[Start of Source excerpt]

For example if the list was "12,2,1,1,1,1,2,2,2,2,2,3,3,3,4,4,4,2,4,5", the first value of the resulting list would be 1 instead of 12.
I'm sure the issue could be fixed by using a regular expression for the first replace as well as the second though. Which would probably win awards for conciseness and succinctness. Sometimes I think regular expressions are the secret to all power in programming. They'd probably let you even adapt the solution to handle infinitely many delimiters, one of the sacrifices Ben's solution consciously made for speed. Not to mention the option of enforcing case-sensitivity or not.
Speaking of which. Ben, you seem to be well-versed with ColdFusion performance. Would reReplace operations be significantly slower than your array vs. structure method? And how do they, and regular string searching and replacing compare to array and list operations in general?
Exciting discussion.
"Running the above code, we get the following output:
1,1,3,3,4,4,5,5,6,6,7,7,8,8,9,9
Notice that we deleted all the even value."

[End of Source excerpt]
[Start of Available data]

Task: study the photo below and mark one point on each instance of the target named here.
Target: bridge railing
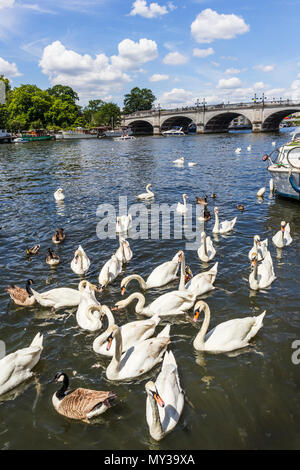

[End of Available data]

= Problem set =
(A) Can you echo the part of the ColdFusion thread that opens with the words containing "For example if" and closes with "operations in general?"?
(B) According to the ColdFusion thread, why doesn't Ben's solution handle infinitely many delimiters?
The data has no connection to the ColdFusion thread.

= Replies =
(A)
For example if the list was "12,2,1,1,1,1,2,2,2,2,2,3,3,3,4,4,4,2,4,5", the first value of the resulting list would be 1 instead of 12.
I'm sure the issue could be fixed by using a regular expression for the first replace as well as the second though. Which would probably win awards for conciseness and succinctness. Sometimes I think regular expressions are the secret to all power in programming. They'd probably let you even adapt the solution to handle infinitely many delimiters, one of the sacrifices Ben's solution consciously made for speed. Not to mention the option of enforcing case-sensitivity or not.
Speaking of which. Ben, you seem to be well-versed with ColdFusion performance. Would reReplace operations be significantly slower than your array vs. structure method? And how do they, and regular string searching and replacing compare to array and list operations in general?

(B) Ben's solution deliberately gave up handling infinitely many delimiters in exchange for speed. The thread calls this one of the sacrifices Ben consciously made for speed.